## Recorded information

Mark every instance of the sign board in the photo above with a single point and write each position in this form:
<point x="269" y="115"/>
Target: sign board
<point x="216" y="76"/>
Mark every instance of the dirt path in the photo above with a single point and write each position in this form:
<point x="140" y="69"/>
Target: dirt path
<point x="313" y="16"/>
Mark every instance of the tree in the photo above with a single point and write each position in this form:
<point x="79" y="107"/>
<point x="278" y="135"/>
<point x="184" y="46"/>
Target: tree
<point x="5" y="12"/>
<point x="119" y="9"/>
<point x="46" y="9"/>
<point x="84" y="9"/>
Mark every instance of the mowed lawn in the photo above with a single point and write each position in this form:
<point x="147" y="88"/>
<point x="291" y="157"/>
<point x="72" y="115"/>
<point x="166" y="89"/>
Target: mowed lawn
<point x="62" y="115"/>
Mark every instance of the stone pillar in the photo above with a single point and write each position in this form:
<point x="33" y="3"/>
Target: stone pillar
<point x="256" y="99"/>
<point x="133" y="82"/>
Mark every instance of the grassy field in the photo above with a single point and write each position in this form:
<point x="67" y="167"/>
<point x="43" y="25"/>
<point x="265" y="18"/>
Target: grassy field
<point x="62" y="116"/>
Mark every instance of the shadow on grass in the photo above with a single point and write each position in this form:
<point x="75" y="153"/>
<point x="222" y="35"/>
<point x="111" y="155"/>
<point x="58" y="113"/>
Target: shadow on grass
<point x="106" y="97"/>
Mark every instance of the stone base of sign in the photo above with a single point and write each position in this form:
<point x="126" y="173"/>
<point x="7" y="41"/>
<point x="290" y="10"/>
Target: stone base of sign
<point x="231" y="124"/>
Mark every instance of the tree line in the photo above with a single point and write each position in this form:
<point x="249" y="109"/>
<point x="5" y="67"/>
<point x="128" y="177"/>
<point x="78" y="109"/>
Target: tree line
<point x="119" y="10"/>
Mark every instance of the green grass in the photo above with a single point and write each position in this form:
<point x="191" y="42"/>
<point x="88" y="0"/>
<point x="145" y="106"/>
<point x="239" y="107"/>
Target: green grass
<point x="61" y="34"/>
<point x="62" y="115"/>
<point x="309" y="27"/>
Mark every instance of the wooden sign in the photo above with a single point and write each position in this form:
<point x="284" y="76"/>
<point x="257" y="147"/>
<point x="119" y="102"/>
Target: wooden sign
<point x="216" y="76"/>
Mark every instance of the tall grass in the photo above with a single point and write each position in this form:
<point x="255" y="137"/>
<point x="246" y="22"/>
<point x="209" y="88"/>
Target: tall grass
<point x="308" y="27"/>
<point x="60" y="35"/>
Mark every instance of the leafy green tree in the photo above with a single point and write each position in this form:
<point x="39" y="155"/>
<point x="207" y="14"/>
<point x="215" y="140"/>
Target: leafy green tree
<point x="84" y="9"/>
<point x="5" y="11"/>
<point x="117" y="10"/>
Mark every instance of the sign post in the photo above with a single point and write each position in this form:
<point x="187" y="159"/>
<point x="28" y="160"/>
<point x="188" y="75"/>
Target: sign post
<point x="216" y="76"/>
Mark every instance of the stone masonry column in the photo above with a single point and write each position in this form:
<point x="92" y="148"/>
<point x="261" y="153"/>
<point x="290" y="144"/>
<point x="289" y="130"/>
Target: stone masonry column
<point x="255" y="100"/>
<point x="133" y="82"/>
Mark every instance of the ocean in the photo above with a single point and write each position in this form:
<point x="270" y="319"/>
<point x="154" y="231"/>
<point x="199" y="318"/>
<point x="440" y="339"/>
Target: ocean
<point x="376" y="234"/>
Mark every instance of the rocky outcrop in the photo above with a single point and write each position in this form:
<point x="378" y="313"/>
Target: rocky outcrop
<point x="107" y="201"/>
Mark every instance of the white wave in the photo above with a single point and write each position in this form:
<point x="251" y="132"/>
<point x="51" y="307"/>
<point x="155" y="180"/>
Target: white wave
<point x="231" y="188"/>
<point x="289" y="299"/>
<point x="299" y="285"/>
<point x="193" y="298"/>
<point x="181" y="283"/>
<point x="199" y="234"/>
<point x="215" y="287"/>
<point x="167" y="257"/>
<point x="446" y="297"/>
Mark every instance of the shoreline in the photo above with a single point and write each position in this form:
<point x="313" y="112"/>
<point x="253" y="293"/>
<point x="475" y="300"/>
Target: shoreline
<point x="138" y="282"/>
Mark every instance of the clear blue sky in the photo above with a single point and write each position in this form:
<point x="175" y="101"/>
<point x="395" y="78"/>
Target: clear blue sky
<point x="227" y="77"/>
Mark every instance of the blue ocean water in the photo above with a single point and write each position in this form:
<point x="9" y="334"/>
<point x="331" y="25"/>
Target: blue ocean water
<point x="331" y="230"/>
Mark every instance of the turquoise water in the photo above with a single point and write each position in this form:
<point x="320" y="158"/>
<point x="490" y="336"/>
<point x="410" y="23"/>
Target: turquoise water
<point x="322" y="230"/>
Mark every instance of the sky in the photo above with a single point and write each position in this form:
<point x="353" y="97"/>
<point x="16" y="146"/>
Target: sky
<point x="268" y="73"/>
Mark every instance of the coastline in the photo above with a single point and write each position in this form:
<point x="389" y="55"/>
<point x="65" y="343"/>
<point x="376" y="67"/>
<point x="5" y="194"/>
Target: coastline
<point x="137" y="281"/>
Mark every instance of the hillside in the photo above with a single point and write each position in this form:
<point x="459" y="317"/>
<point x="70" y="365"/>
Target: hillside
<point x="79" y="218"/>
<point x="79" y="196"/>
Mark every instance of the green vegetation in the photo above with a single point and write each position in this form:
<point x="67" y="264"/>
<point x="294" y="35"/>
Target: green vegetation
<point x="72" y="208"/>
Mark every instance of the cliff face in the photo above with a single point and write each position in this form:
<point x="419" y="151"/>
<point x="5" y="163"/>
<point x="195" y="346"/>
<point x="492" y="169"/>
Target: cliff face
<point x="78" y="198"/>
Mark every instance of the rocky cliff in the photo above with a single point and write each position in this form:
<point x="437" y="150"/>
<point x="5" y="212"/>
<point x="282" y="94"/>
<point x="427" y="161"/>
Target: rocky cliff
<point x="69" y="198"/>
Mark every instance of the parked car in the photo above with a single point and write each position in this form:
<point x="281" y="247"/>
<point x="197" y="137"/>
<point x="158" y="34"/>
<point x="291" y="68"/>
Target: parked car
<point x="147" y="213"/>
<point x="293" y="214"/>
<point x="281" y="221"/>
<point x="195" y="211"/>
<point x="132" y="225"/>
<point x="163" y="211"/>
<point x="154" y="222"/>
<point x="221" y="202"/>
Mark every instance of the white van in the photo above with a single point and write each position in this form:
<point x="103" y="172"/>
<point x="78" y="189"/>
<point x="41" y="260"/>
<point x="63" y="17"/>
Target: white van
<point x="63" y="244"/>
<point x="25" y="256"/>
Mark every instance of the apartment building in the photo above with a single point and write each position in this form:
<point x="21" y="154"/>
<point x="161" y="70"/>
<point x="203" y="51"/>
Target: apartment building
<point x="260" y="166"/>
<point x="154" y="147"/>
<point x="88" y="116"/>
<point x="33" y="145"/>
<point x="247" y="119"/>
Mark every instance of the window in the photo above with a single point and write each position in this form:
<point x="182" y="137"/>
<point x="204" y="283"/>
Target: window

## Task directions
Render every line of all the rows above as a JSON list of strings, one string per line, with blank lines omitted.

## Exercise answer
[
  "Mark every instance of the sign board in the photo above with a single point and write each position in this form:",
  "<point x=\"269\" y=\"115\"/>",
  "Target: sign board",
  "<point x=\"216\" y=\"76\"/>",
  "Mark every instance of the dirt path in the photo above with a single point and write each position in this form:",
  "<point x=\"140\" y=\"69\"/>",
  "Target: dirt path",
  "<point x=\"313\" y=\"16\"/>",
  "Mark every instance of the tree in the photo above with a single point and write each position in this form:",
  "<point x=\"79\" y=\"107\"/>",
  "<point x=\"278\" y=\"135\"/>",
  "<point x=\"184\" y=\"46\"/>",
  "Target: tree",
  "<point x=\"5\" y=\"12\"/>",
  "<point x=\"119\" y=\"9\"/>",
  "<point x=\"46\" y=\"9\"/>",
  "<point x=\"84\" y=\"9\"/>",
  "Mark every instance of the mowed lawn in the photo above with a single point and write each position in this form:",
  "<point x=\"147\" y=\"88\"/>",
  "<point x=\"291\" y=\"157\"/>",
  "<point x=\"72\" y=\"115\"/>",
  "<point x=\"166\" y=\"89\"/>",
  "Target: mowed lawn",
  "<point x=\"62\" y=\"115\"/>",
  "Mark every instance of the stone pillar in the photo above with a single point and write each position in this form:",
  "<point x=\"33\" y=\"3\"/>",
  "Target: stone pillar",
  "<point x=\"256\" y=\"99\"/>",
  "<point x=\"133\" y=\"82\"/>",
  "Mark every instance of the grassy field in the photo above with a single point and write each position in this form:",
  "<point x=\"67\" y=\"167\"/>",
  "<point x=\"43\" y=\"25\"/>",
  "<point x=\"265\" y=\"18\"/>",
  "Target: grassy field",
  "<point x=\"62\" y=\"116\"/>",
  "Mark every instance of the shadow on grass in the photo above with a single point and write each position in this form:",
  "<point x=\"75\" y=\"153\"/>",
  "<point x=\"222\" y=\"35\"/>",
  "<point x=\"111\" y=\"155\"/>",
  "<point x=\"58\" y=\"113\"/>",
  "Target: shadow on grass",
  "<point x=\"106\" y=\"97\"/>",
  "Mark every instance of the stone base of sign in the photo above with a single point and write each position in this form:",
  "<point x=\"126\" y=\"173\"/>",
  "<point x=\"7\" y=\"41\"/>",
  "<point x=\"290\" y=\"10\"/>",
  "Target: stone base of sign",
  "<point x=\"231\" y=\"124\"/>",
  "Mark every instance of the tree line in the photo above with a single point and write each position in this form:",
  "<point x=\"249\" y=\"109\"/>",
  "<point x=\"5\" y=\"67\"/>",
  "<point x=\"128\" y=\"177\"/>",
  "<point x=\"78\" y=\"109\"/>",
  "Target: tree line",
  "<point x=\"119\" y=\"10\"/>",
  "Mark every instance of the green grass in the photo above with a single point and write each position in this form:",
  "<point x=\"191\" y=\"42\"/>",
  "<point x=\"88\" y=\"0\"/>",
  "<point x=\"145\" y=\"106\"/>",
  "<point x=\"239\" y=\"107\"/>",
  "Target: green grass",
  "<point x=\"61\" y=\"34\"/>",
  "<point x=\"62\" y=\"115\"/>",
  "<point x=\"309\" y=\"27\"/>",
  "Mark every instance of the wooden sign in the photo above with a single point and write each position in this form:",
  "<point x=\"284\" y=\"76\"/>",
  "<point x=\"257\" y=\"147\"/>",
  "<point x=\"119\" y=\"102\"/>",
  "Target: wooden sign",
  "<point x=\"216\" y=\"76\"/>",
  "Mark every instance of the tall grass in the photo above with a single point and write each position in this form:",
  "<point x=\"255\" y=\"137\"/>",
  "<point x=\"246\" y=\"22\"/>",
  "<point x=\"209\" y=\"88\"/>",
  "Target: tall grass",
  "<point x=\"308\" y=\"27\"/>",
  "<point x=\"60\" y=\"35\"/>",
  "Mark every instance of the leafy green tree in the photo above with a single point and write each position in this form:",
  "<point x=\"39\" y=\"155\"/>",
  "<point x=\"207\" y=\"14\"/>",
  "<point x=\"215\" y=\"140\"/>",
  "Target: leafy green tree",
  "<point x=\"84\" y=\"9\"/>",
  "<point x=\"5\" y=\"11\"/>",
  "<point x=\"117\" y=\"10\"/>",
  "Mark every instance of the sign post in the photo above with a single point and write each position in this form:",
  "<point x=\"187\" y=\"159\"/>",
  "<point x=\"28\" y=\"160\"/>",
  "<point x=\"188\" y=\"75\"/>",
  "Target: sign post",
  "<point x=\"216\" y=\"76\"/>",
  "Mark every instance of the stone masonry column in the photo above with a single point and write each position in this form:",
  "<point x=\"92\" y=\"148\"/>",
  "<point x=\"261\" y=\"153\"/>",
  "<point x=\"290\" y=\"144\"/>",
  "<point x=\"289\" y=\"130\"/>",
  "Target: stone masonry column",
  "<point x=\"255\" y=\"100\"/>",
  "<point x=\"133\" y=\"82\"/>",
  "Mark every instance of the ocean in the photo above with a single point and write each position in this form:",
  "<point x=\"270\" y=\"319\"/>",
  "<point x=\"154\" y=\"231\"/>",
  "<point x=\"199\" y=\"318\"/>",
  "<point x=\"440\" y=\"339\"/>",
  "Target: ocean",
  "<point x=\"376\" y=\"234\"/>",
  "Mark every instance of the rocky outcrop in the photo above with a single point and write each position in this form:",
  "<point x=\"378\" y=\"313\"/>",
  "Target: rocky outcrop",
  "<point x=\"107\" y=\"201\"/>",
  "Mark every instance of the white wave in the photo above with a single point and write each position in this form:",
  "<point x=\"251\" y=\"132\"/>",
  "<point x=\"51\" y=\"307\"/>",
  "<point x=\"155\" y=\"180\"/>",
  "Target: white wave",
  "<point x=\"231\" y=\"188\"/>",
  "<point x=\"289\" y=\"299\"/>",
  "<point x=\"299\" y=\"285\"/>",
  "<point x=\"193\" y=\"298\"/>",
  "<point x=\"181\" y=\"283\"/>",
  "<point x=\"199\" y=\"234\"/>",
  "<point x=\"215\" y=\"287\"/>",
  "<point x=\"167\" y=\"257\"/>",
  "<point x=\"446\" y=\"297\"/>",
  "Mark every instance of the shoreline in the photo above with a single point and write each position in this form:",
  "<point x=\"313\" y=\"112\"/>",
  "<point x=\"253\" y=\"293\"/>",
  "<point x=\"475\" y=\"300\"/>",
  "Target: shoreline",
  "<point x=\"138\" y=\"282\"/>",
  "Mark every instance of the clear blue sky in the photo above with a single point and write each position in this form:",
  "<point x=\"175\" y=\"101\"/>",
  "<point x=\"395\" y=\"78\"/>",
  "Target: clear blue sky",
  "<point x=\"227\" y=\"77\"/>",
  "Mark every instance of the blue ocean water in the photo above with a single point and write each position in this form:",
  "<point x=\"9\" y=\"334\"/>",
  "<point x=\"331\" y=\"25\"/>",
  "Target: blue ocean water",
  "<point x=\"331\" y=\"230\"/>",
  "Mark every instance of the turquoise water in the photo above with a single point and write each position in this form:",
  "<point x=\"320\" y=\"158\"/>",
  "<point x=\"490\" y=\"336\"/>",
  "<point x=\"410\" y=\"23\"/>",
  "Target: turquoise water",
  "<point x=\"322\" y=\"230\"/>",
  "Mark every instance of the sky in the photo above with a single point and write each position in this form:",
  "<point x=\"353\" y=\"97\"/>",
  "<point x=\"16\" y=\"146\"/>",
  "Target: sky",
  "<point x=\"268\" y=\"73\"/>",
  "Mark every instance of the coastline in the photo above with a single point and write each position in this form:",
  "<point x=\"389\" y=\"55\"/>",
  "<point x=\"65\" y=\"343\"/>",
  "<point x=\"376\" y=\"67\"/>",
  "<point x=\"5\" y=\"194\"/>",
  "Target: coastline",
  "<point x=\"137\" y=\"281\"/>",
  "Mark every instance of the hillside in the photo above with a single point and write each position in this form:",
  "<point x=\"459\" y=\"317\"/>",
  "<point x=\"70\" y=\"365\"/>",
  "Target: hillside",
  "<point x=\"79\" y=\"218\"/>",
  "<point x=\"79\" y=\"196\"/>",
  "Mark every instance of the green vegetation in the photo above with a single point and write each position in this form:",
  "<point x=\"67\" y=\"264\"/>",
  "<point x=\"294\" y=\"35\"/>",
  "Target: green vegetation",
  "<point x=\"72\" y=\"208\"/>",
  "Mark every instance of the cliff face in the photo above with a single point and write each position in this form:",
  "<point x=\"419\" y=\"151\"/>",
  "<point x=\"5\" y=\"163\"/>",
  "<point x=\"195\" y=\"346\"/>",
  "<point x=\"492\" y=\"169\"/>",
  "Target: cliff face",
  "<point x=\"78\" y=\"198\"/>",
  "Mark every instance of the rocky cliff in the photo above with a single point and write each position in this form:",
  "<point x=\"437\" y=\"150\"/>",
  "<point x=\"5\" y=\"212\"/>",
  "<point x=\"282\" y=\"94\"/>",
  "<point x=\"427\" y=\"161\"/>",
  "Target: rocky cliff",
  "<point x=\"69\" y=\"198\"/>",
  "Mark every instance of the parked car in the photo above with a single point and write each position in this form:",
  "<point x=\"281\" y=\"247\"/>",
  "<point x=\"197\" y=\"137\"/>",
  "<point x=\"158\" y=\"34\"/>",
  "<point x=\"291\" y=\"68\"/>",
  "Target: parked car",
  "<point x=\"147\" y=\"213\"/>",
  "<point x=\"293\" y=\"214\"/>",
  "<point x=\"281\" y=\"221\"/>",
  "<point x=\"195\" y=\"211\"/>",
  "<point x=\"132\" y=\"225\"/>",
  "<point x=\"163\" y=\"211\"/>",
  "<point x=\"154\" y=\"222\"/>",
  "<point x=\"221\" y=\"202\"/>",
  "Mark every instance of the white van in the photo above with a single point and write each position in this form:",
  "<point x=\"103\" y=\"172\"/>",
  "<point x=\"78\" y=\"189\"/>",
  "<point x=\"41\" y=\"260\"/>",
  "<point x=\"63\" y=\"17\"/>",
  "Target: white van",
  "<point x=\"63\" y=\"244\"/>",
  "<point x=\"25\" y=\"256\"/>",
  "Mark every instance of the apartment building in the photo above with a single point and write each position in this form:",
  "<point x=\"21\" y=\"154\"/>",
  "<point x=\"161\" y=\"70\"/>",
  "<point x=\"203\" y=\"51\"/>",
  "Target: apartment building",
  "<point x=\"260\" y=\"166\"/>",
  "<point x=\"154\" y=\"147\"/>",
  "<point x=\"88\" y=\"116\"/>",
  "<point x=\"33\" y=\"145\"/>",
  "<point x=\"247\" y=\"119\"/>",
  "Mark every instance of the window in the photo above with a single point and write each position in this form:",
  "<point x=\"182\" y=\"137\"/>",
  "<point x=\"204\" y=\"283\"/>",
  "Target: window"
]